>>

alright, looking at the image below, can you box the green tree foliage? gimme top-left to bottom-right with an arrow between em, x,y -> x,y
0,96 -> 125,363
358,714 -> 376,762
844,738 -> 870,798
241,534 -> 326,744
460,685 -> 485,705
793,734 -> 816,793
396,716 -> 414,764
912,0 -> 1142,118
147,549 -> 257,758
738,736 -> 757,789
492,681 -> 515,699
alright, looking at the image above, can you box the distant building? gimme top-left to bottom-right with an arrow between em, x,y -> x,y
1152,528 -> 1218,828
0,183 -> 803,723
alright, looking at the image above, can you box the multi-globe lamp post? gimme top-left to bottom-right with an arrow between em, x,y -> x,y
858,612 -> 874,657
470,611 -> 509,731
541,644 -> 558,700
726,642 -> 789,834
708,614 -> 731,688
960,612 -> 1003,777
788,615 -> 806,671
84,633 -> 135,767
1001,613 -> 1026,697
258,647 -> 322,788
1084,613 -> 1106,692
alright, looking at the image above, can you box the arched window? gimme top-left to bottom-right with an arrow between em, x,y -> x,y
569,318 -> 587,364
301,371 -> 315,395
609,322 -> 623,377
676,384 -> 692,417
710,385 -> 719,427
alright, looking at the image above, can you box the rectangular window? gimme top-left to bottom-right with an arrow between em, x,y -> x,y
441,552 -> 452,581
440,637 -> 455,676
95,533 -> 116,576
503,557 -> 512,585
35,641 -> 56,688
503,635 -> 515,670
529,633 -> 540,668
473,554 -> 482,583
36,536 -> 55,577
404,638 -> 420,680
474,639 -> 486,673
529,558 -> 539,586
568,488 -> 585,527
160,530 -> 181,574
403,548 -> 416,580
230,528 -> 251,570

<<

◆ **Activity**:
Exactly the lines from the one containing "alright, looking at the image above, can you box the distant" through the end of the records above should be returned, with both ends kept.

◆ **Exercise response**:
alright, looking at the image above, can you box the distant building? gimme top-left to bottom-right with an arrow between em, x,y -> x,y
1152,528 -> 1218,828
0,183 -> 803,723
alright, looking at the image above, can you box the multi-globe lamp post? gimme top-left to bottom-right with an arrow between em, x,y -> x,y
858,612 -> 874,657
470,611 -> 509,731
541,644 -> 558,700
726,642 -> 789,834
708,614 -> 731,688
960,612 -> 1003,777
788,615 -> 806,671
84,633 -> 135,767
1001,613 -> 1026,697
258,647 -> 322,788
1084,613 -> 1106,692
alright, looking at the image above, can you box the arched window? gimme top-left to bottom-right with an arrow between em, x,y -> x,y
569,318 -> 587,364
301,371 -> 315,395
609,322 -> 623,377
676,384 -> 692,417
710,385 -> 719,427
alright, looking at the image above, can you box the rectangular window? gimme top-left to bottom-right with an arrow between em, x,y -> x,y
441,552 -> 452,581
440,637 -> 455,676
95,533 -> 116,576
503,557 -> 512,585
35,641 -> 56,688
503,635 -> 515,670
529,633 -> 540,668
473,554 -> 482,583
36,536 -> 55,577
404,638 -> 420,680
474,639 -> 486,673
529,558 -> 539,586
568,488 -> 585,527
160,530 -> 181,574
403,548 -> 416,580
230,528 -> 251,570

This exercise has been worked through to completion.